» ПРИВЕДЁННЫЙ ОТРЫВОК
◆ ◆ ◆
Мы могли бы сказать, что Нерваль пал жертвой не слишком аккуратной editing (редактуры). Однако из этого он извлек наибольшую выгоду: ведь эта типографская путаница сказывается на двойственности повествовательного течения[46].
И как раз двойственность в использовании тире зачастую не дает возможности разобраться в этой смене «голосов» (причем здесь-то и кроется одна из причин очарования этой новеллы), поскольку голоса персонажей еще глубже сливаются с голосом рассказчика, и события, подаваемые рассказчиком как реальные, смешиваются с событиями, происшедшими, быть может, лишь в его воображении, равно как и слова, подаваемые как действительно сказанные или услышанные, смешиваются со словами, которые лишь пригрезились или исказились в воспоминании.
Отсюда мое решение: оставить в итальянском переводе тире и кавычки там, где они стоят в сборнике «Дочери огня». Кроме всего прочего, более или менее образованному итальянскому читателю эта игра со знаком тире может напомнить романы, читанные им в старых изданиях, вследствие чего новелла Нерваля будет лучше опознаваться как текст, написанный в XIX в. Это само по себе уже немалое преимущество, если, как мы увидим в главе 7, порою переводной текст должен переносить читателя в тот мир и в ту культуру, где был написан оригинал.
Итак, обратимость может существовать и на уровне графическом, и в области пунктуации и прочих издательских условностей, как мы видели в случае «Пиноккио». Обратимость необязательно бывает лексической или синтаксической: она может относиться и к модальности высказывания.
◆ ◆ ◆
Данные с ограничивающими рамками
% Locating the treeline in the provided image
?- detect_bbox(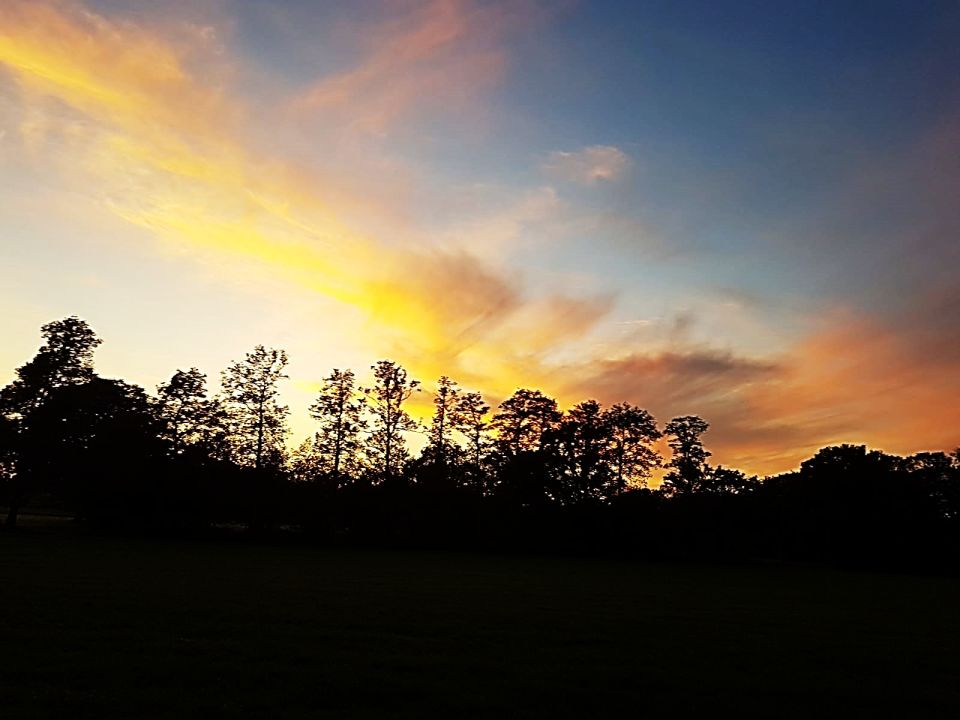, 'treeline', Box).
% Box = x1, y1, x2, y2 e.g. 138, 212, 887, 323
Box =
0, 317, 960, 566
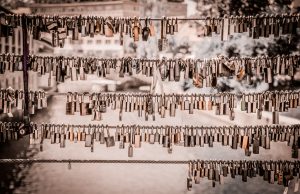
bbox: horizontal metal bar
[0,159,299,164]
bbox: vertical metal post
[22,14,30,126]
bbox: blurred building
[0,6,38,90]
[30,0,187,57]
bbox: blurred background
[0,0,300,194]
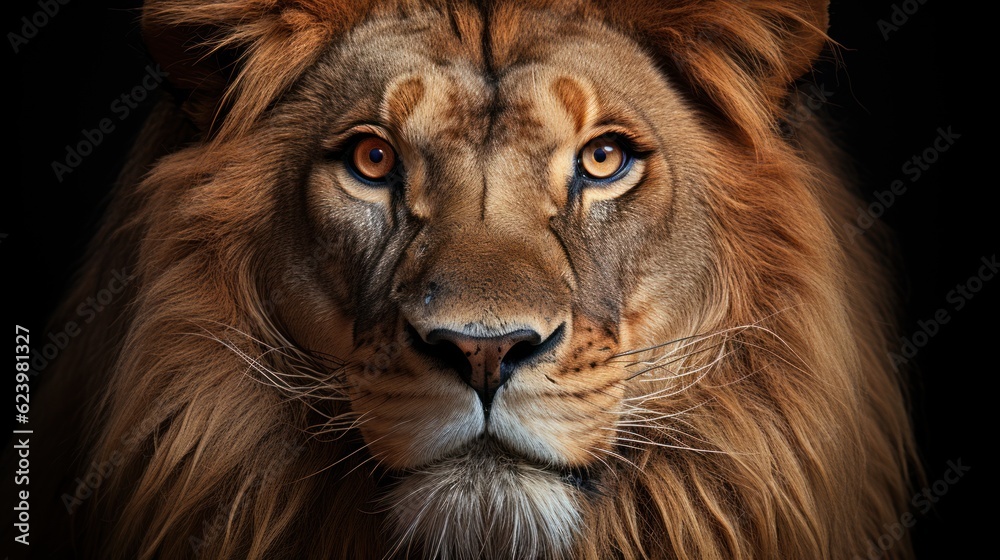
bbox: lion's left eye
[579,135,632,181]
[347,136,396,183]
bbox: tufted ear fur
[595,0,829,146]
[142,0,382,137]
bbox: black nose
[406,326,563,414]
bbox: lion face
◆ ◆ ◆
» ЗАДАЧА
Какое решение о тире и кавычках в итальянском переводе описано в отрывке о новелле Нерваля? Эти данные взяты из другого источника.

» РЕШЕНИЕ
Оставить тире и кавычки там, где они стоят в сборнике «Дочери огня».